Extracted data
-- BEGIN --

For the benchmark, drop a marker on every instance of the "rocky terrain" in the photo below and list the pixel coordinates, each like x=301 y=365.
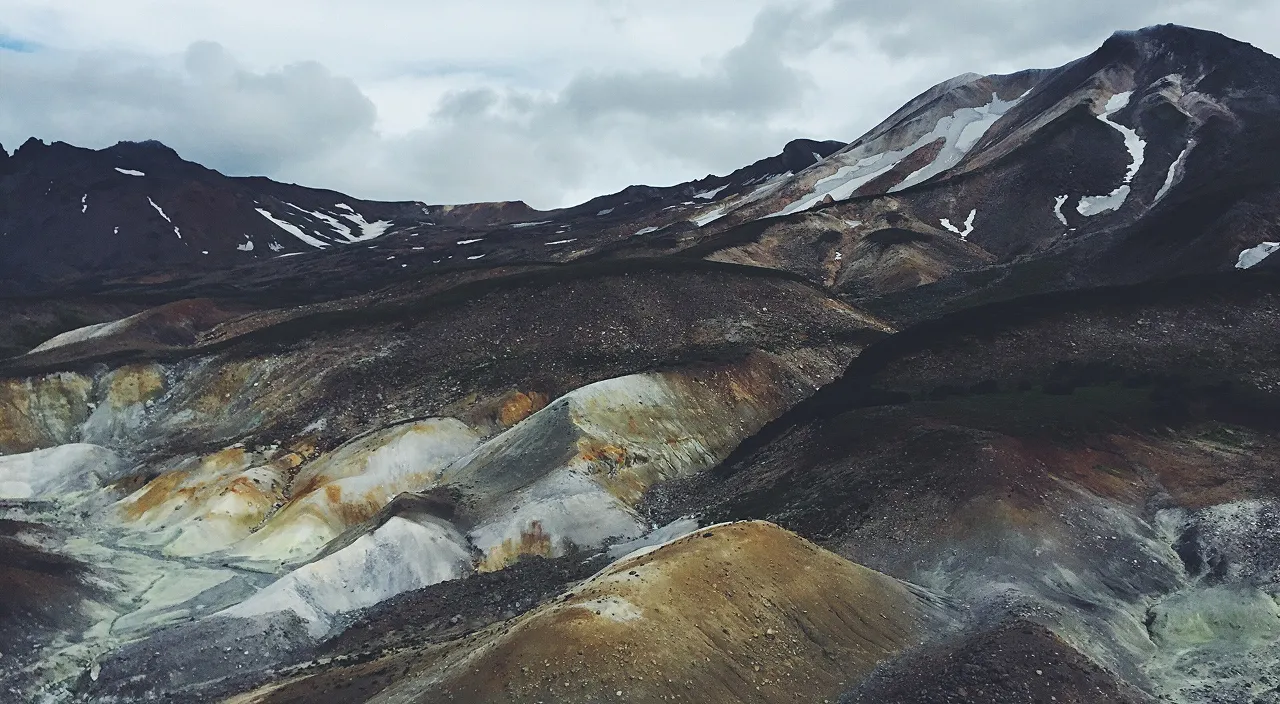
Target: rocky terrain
x=982 y=406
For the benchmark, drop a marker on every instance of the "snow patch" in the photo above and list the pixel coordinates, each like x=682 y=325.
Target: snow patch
x=1059 y=201
x=165 y=216
x=1093 y=205
x=343 y=231
x=709 y=216
x=292 y=229
x=1253 y=255
x=712 y=193
x=1175 y=172
x=397 y=557
x=368 y=231
x=961 y=131
x=58 y=471
x=615 y=608
x=968 y=225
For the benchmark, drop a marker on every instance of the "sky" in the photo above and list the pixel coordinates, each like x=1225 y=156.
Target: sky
x=551 y=103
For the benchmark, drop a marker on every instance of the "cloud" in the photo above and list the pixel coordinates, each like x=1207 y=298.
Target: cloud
x=549 y=104
x=204 y=104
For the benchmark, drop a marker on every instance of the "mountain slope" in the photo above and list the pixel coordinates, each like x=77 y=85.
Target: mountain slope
x=1006 y=366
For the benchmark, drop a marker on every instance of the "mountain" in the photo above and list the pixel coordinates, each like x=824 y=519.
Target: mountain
x=981 y=406
x=82 y=218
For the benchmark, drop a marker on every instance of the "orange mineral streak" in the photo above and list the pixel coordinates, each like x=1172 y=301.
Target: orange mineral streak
x=158 y=492
x=197 y=481
x=42 y=411
x=133 y=384
x=519 y=406
x=737 y=613
x=533 y=542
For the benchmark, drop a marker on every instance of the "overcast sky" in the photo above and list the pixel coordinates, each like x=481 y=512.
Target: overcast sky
x=548 y=101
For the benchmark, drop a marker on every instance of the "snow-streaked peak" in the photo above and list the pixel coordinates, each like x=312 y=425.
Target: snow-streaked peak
x=292 y=229
x=1134 y=145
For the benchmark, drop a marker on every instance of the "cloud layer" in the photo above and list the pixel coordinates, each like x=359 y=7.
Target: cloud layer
x=544 y=103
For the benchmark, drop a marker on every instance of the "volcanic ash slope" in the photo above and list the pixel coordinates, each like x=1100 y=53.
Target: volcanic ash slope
x=736 y=612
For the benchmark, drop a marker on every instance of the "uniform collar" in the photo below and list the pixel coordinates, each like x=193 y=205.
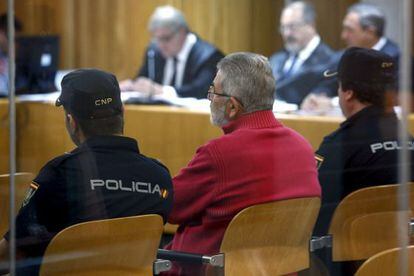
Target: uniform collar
x=110 y=142
x=257 y=119
x=369 y=111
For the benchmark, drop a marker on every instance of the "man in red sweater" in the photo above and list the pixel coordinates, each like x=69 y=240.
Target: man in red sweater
x=257 y=159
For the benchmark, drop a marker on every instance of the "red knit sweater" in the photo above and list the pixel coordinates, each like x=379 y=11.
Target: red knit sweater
x=256 y=160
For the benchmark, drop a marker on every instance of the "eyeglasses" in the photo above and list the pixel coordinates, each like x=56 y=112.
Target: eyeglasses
x=291 y=27
x=164 y=38
x=211 y=92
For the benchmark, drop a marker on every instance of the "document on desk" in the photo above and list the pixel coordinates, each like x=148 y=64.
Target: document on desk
x=189 y=103
x=43 y=97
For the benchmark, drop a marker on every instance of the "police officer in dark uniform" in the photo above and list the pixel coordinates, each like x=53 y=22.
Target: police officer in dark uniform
x=104 y=177
x=364 y=150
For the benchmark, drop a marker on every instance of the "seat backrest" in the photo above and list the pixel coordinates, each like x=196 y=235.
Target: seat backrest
x=366 y=222
x=22 y=182
x=270 y=238
x=120 y=246
x=387 y=263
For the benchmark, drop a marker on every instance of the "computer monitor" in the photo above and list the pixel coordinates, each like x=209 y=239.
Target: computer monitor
x=36 y=63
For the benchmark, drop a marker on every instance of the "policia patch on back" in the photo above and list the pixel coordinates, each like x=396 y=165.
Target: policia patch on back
x=319 y=160
x=30 y=193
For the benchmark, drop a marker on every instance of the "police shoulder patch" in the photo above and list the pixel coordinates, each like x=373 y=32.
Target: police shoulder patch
x=30 y=193
x=319 y=160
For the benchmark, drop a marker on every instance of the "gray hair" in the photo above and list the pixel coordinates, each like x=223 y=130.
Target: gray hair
x=167 y=17
x=369 y=16
x=248 y=77
x=308 y=11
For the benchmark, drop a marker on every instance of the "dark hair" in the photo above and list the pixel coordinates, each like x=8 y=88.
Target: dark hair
x=369 y=16
x=368 y=93
x=3 y=23
x=105 y=126
x=308 y=11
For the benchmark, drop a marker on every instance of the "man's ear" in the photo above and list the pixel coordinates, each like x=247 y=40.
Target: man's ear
x=348 y=94
x=72 y=122
x=235 y=109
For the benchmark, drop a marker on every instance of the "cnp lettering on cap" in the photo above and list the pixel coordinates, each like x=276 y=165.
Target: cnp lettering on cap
x=105 y=101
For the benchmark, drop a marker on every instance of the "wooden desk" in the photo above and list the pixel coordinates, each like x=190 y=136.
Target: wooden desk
x=4 y=136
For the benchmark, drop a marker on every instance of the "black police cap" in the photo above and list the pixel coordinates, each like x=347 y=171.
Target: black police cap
x=90 y=94
x=365 y=66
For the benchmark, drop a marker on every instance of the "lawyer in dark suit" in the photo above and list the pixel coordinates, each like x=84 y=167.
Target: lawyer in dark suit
x=363 y=26
x=299 y=67
x=178 y=63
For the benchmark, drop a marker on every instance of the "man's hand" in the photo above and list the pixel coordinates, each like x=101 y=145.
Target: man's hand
x=144 y=85
x=147 y=86
x=317 y=103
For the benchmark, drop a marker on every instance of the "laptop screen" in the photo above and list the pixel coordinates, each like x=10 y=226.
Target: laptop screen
x=36 y=63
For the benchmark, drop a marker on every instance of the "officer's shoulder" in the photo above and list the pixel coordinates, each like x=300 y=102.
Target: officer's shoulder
x=55 y=162
x=158 y=163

-- END --

§ **What is required**
Output all of the data above again without changing a character, but leave the pictures out.

§ **Task output**
For the benchmark, drop a marker on every instance of the "rocky terrain" in the photo below and list the pixel coordinates, each like x=301 y=365.
Target: rocky terrain
x=982 y=406
For the benchmark, drop a marker on every instance of the "snow patch" in the photo above and list the pixel coordinates, each like x=682 y=325.
Target: snow patch
x=1059 y=201
x=165 y=216
x=1093 y=205
x=343 y=231
x=709 y=216
x=292 y=229
x=1253 y=255
x=712 y=193
x=1175 y=172
x=397 y=557
x=368 y=231
x=961 y=131
x=58 y=471
x=615 y=608
x=968 y=225
For the benchmark, drop a marker on every instance of the "sky" in the photo above and list the pixel coordinates, each like x=1225 y=156.
Target: sky
x=551 y=103
For the benchmark, drop a marker on every instance of the "cloud" in the photo above and list the pixel coordinates, each like x=1207 y=298.
Target: cloud
x=549 y=104
x=204 y=104
For the benchmark, drop a marker on every instance of the "mountain slope" in the photo above and list the pixel coordinates, each like x=77 y=85.
Target: mountain slope
x=1006 y=366
For the benchmark, drop a marker on every instance of the "mountain" in the photo above and list the pixel coordinates, each like x=824 y=519.
Target: mountain
x=981 y=406
x=82 y=218
For the benchmark, drop a marker on every instance of the "orange mineral streak" in the photo above and list the pixel coordinates, each like x=1172 y=301.
Target: orange mineral streak
x=158 y=492
x=197 y=481
x=42 y=411
x=133 y=384
x=519 y=406
x=737 y=613
x=533 y=542
For the benchmark, drop a marker on every instance of the "overcast sky" in the photo above and list the pixel coordinates, each like x=481 y=512.
Target: overcast sky
x=548 y=101
For the benchmark, drop a marker on every instance of the "snow-streaked peak" in the photo above and list the pixel coordinates, each like x=312 y=425.
Target: snow-streaked peak
x=292 y=229
x=1134 y=145
For the benchmark, drop a marker on every instance of the "cloud layer" in the photo above and list the pixel coordinates, each like x=359 y=7.
Target: cloud layer
x=544 y=103
For the benchmark, drop a marker on every instance of the "volcanic ash slope" in the photo above and list the pixel coordinates, each like x=1100 y=53.
Target: volcanic ash slope
x=736 y=612
For the benchmark, drop a marker on every instance of the "uniform collar" in the photo below and list the pixel coordinates, each like x=193 y=205.
Target: uniform collar
x=110 y=142
x=257 y=119
x=369 y=111
For the benchmark, drop a marker on every instance of the "man in red sweater" in the photo above and list the pixel coordinates, each like x=69 y=240.
Target: man in red sweater
x=257 y=159
For the benchmark, drop a marker on every instance of the "red knit sweater" in the photo above and list the pixel coordinates, each like x=379 y=11.
Target: red knit sweater
x=256 y=160
For the benchmark, drop a marker on every instance of the "eyeglasses" in the photo above and list the pixel coordinates, each like x=56 y=112.
Target: eyeglasses
x=291 y=27
x=164 y=38
x=211 y=92
For the benchmark, drop a marker on every instance of the "document on desk" in the photo above and list the pixel coordinates, each like x=148 y=64.
Target: document on desk
x=189 y=103
x=43 y=97
For the benchmark, drop a marker on every instance of the "police officer in dark uniform" in the photo above and list the pixel coordinates, each like x=53 y=22.
Target: police officer in dark uniform
x=104 y=177
x=364 y=150
For the benchmark, drop a marker on every instance of the "seat backrest" in the photo above and list the pixel coordinates, each like x=196 y=235.
Target: seat backrest
x=366 y=222
x=22 y=182
x=270 y=238
x=120 y=246
x=387 y=263
For the benchmark, drop a marker on every instance of the "computer monitor" in the photo above and list the pixel coordinates, each like x=209 y=239.
Target: computer monitor
x=36 y=63
For the benchmark, drop a marker on every instance of the "policia patch on back" in the photo above and list the pixel coordinates, each like x=396 y=165.
Target: policia patch on back
x=319 y=160
x=30 y=193
For the benchmark, drop a marker on every instance of the "police shoulder patch" in the photo above and list the pixel coordinates, each like x=373 y=32.
Target: police shoulder patch
x=30 y=193
x=319 y=160
For the benchmark, drop a marker on every instance of the "gray hair" in the photo above and list the pixel coordinates, each like x=223 y=130.
Target: gray hair
x=167 y=17
x=369 y=16
x=248 y=77
x=308 y=11
For the benchmark, drop a marker on every instance of the "dark hair" in the photo above and list the pixel coordinates, each like x=8 y=88.
Target: dark hair
x=369 y=16
x=368 y=93
x=3 y=23
x=105 y=126
x=308 y=11
For the benchmark, drop a marker on every instance of the "man's ear" in the photo above and list the pixel coordinates, each like x=247 y=40.
Target: man's ear
x=348 y=94
x=72 y=122
x=235 y=109
For the benchmark, drop a marker on every instance of the "cnp lettering on cap" in the photo above and list the pixel coordinates, each like x=276 y=165.
Target: cnp lettering on cap
x=105 y=101
For the benchmark, drop a marker on every instance of the "wooden desk" in the photo above and list the pixel coordinates, each like x=190 y=136.
Target: wooden desk
x=4 y=136
For the benchmark, drop a marker on every instance of the "black police cap" in the photo above and list the pixel coordinates, each like x=347 y=171.
Target: black police cap
x=90 y=94
x=365 y=66
For the benchmark, drop a marker on every instance of the "lawyer in dark suit" in the photo above and list the pixel coordinates, each like x=84 y=167.
Target: lawyer in dark suit
x=363 y=26
x=299 y=67
x=178 y=63
For the benchmark, drop a marker on every instance of the "man's hand" in the photo above and list the pixel coordinates, each like x=101 y=145.
Target: man's hand
x=144 y=85
x=147 y=86
x=317 y=103
For the benchmark, drop a marker on every instance of the "laptop screen" in the photo above and list the pixel coordinates, each like x=10 y=226.
Target: laptop screen
x=36 y=63
For the benchmark, drop a marker on every instance of the "officer's shoulder" in the photo above and list the pixel coordinates, each like x=300 y=102.
Target: officer's shoulder
x=55 y=162
x=158 y=163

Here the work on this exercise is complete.